• _Task instructions_
In the records below, find the line with "Question. Place one point on every instance of the street" and repeat it and every line after it, exactly, without any pictures.

### Records shown ###

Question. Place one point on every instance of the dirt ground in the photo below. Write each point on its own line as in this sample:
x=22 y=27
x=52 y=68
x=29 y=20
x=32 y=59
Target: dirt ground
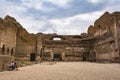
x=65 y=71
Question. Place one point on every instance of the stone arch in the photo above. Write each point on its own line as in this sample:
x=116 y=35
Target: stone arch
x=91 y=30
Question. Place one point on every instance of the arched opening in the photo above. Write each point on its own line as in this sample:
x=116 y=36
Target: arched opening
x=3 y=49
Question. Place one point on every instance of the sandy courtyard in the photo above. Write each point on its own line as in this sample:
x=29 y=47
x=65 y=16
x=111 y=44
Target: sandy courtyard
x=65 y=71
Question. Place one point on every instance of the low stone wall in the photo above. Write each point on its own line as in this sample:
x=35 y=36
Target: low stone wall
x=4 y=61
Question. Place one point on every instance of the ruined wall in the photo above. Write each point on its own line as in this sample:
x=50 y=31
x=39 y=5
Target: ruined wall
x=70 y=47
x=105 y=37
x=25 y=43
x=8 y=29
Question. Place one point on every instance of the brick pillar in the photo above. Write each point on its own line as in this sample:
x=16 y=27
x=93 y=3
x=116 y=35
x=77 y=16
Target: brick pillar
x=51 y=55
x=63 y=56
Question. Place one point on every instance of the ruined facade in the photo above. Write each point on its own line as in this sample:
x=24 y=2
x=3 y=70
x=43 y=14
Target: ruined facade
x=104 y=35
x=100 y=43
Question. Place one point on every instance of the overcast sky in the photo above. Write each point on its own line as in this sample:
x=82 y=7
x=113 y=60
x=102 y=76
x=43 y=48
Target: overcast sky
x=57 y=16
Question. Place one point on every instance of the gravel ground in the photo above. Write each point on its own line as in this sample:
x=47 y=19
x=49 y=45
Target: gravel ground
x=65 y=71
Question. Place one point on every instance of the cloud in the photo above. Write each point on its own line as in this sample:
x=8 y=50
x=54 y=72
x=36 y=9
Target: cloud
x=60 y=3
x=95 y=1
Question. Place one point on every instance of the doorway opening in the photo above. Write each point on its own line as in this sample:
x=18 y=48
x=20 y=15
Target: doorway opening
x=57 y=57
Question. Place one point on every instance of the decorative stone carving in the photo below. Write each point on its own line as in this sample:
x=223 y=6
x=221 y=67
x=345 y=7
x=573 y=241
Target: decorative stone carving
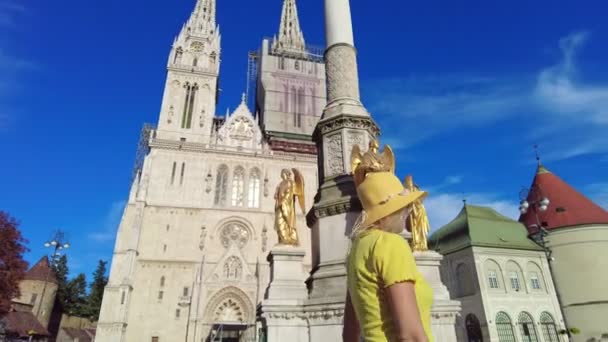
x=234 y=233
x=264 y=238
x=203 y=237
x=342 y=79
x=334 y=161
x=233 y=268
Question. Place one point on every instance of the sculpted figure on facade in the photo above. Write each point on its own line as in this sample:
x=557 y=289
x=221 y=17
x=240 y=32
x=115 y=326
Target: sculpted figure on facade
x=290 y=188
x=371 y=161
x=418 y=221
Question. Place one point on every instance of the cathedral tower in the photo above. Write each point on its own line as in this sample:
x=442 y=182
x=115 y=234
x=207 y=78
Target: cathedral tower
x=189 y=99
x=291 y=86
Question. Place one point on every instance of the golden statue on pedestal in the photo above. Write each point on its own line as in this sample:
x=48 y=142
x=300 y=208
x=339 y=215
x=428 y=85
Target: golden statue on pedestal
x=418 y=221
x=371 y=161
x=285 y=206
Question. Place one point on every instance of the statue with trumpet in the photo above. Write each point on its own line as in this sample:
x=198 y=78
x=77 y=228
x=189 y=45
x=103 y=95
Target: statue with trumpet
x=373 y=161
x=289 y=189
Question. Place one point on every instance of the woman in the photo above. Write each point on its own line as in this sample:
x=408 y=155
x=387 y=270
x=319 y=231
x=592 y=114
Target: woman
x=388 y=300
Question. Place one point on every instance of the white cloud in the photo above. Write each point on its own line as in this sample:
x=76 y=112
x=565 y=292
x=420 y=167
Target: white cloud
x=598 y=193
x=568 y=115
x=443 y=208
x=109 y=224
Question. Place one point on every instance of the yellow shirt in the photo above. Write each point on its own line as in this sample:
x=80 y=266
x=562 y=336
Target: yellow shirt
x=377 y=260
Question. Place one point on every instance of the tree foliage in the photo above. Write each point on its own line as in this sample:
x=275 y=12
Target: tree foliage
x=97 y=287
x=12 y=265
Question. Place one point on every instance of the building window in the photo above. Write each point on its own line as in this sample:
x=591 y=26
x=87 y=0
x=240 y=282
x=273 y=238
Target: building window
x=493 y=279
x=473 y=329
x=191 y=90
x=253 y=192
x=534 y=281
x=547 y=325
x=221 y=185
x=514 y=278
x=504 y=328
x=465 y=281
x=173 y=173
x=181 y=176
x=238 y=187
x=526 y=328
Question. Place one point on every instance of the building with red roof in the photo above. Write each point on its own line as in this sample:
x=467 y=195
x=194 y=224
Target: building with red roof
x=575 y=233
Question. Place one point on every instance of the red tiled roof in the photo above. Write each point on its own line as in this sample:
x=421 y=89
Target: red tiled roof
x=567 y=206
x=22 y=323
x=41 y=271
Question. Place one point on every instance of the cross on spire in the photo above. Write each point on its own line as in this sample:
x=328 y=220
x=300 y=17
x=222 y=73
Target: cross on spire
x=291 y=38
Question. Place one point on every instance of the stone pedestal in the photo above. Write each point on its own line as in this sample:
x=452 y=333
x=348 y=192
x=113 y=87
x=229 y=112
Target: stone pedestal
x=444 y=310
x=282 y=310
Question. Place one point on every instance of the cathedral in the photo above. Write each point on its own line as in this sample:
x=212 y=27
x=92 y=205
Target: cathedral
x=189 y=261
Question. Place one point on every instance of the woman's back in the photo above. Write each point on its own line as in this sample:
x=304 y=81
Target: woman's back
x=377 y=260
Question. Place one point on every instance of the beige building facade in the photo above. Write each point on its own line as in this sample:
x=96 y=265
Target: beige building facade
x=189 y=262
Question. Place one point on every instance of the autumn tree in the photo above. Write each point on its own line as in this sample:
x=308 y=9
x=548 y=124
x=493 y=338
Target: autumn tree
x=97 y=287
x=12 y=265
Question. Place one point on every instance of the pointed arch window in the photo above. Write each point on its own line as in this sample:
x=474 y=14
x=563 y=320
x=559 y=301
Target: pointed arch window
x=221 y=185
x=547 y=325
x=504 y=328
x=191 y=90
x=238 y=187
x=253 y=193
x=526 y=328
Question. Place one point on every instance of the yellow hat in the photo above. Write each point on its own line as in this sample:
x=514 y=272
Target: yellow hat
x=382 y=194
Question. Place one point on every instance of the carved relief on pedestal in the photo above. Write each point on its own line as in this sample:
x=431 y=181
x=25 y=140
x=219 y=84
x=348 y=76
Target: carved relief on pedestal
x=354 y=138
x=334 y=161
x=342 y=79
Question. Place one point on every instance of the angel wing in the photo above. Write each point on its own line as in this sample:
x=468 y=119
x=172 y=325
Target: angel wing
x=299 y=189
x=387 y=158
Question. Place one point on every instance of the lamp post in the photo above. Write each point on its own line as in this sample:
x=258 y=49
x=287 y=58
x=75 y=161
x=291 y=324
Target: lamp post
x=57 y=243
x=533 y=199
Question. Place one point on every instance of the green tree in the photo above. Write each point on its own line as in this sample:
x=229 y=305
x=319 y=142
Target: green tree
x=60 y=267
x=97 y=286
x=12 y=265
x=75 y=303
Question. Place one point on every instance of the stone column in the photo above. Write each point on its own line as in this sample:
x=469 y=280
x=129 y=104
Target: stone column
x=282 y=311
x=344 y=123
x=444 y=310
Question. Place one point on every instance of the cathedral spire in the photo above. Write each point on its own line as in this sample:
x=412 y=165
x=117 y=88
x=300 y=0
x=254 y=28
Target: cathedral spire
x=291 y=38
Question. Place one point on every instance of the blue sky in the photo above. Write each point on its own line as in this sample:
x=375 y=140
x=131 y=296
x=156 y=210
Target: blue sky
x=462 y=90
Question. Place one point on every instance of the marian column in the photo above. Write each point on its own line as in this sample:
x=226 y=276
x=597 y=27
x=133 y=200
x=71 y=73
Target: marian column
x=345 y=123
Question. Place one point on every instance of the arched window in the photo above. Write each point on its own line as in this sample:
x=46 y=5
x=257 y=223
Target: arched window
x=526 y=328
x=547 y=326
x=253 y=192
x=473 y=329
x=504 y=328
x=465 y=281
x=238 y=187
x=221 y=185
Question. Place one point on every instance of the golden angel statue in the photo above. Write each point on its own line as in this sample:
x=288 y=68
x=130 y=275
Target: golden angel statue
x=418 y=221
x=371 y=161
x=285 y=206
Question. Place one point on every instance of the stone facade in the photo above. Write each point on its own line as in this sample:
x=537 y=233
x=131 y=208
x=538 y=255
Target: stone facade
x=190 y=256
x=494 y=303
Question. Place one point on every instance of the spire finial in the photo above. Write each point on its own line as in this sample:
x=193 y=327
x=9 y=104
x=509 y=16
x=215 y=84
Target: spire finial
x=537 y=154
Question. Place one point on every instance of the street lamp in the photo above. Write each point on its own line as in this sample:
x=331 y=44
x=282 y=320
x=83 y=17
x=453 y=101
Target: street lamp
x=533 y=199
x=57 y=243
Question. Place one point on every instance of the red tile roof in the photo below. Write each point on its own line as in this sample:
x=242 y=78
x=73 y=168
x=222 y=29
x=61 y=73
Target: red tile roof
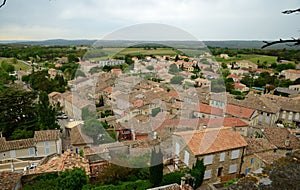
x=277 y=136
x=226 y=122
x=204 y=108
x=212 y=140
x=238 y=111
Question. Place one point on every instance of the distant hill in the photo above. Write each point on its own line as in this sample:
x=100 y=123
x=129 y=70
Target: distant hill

###

• _Solution below_
Question. Place one point on every instance of the street lamp in the photo above. Write each point on its own line as in this sample:
x=331 y=44
x=282 y=320
x=83 y=17
x=453 y=101
Target: street lamp
x=533 y=199
x=57 y=243
Question. Place one point on every instance of the red tile roof in the photo below. Write each point on its own line as in this sample:
x=242 y=78
x=73 y=168
x=222 y=29
x=61 y=73
Target: red tile roof
x=277 y=136
x=226 y=122
x=204 y=108
x=212 y=140
x=238 y=111
Question. Place one point on every instance of the distant hill in the photo above. Write each point on its own line as in this sample:
x=100 y=123
x=129 y=70
Target: distant hill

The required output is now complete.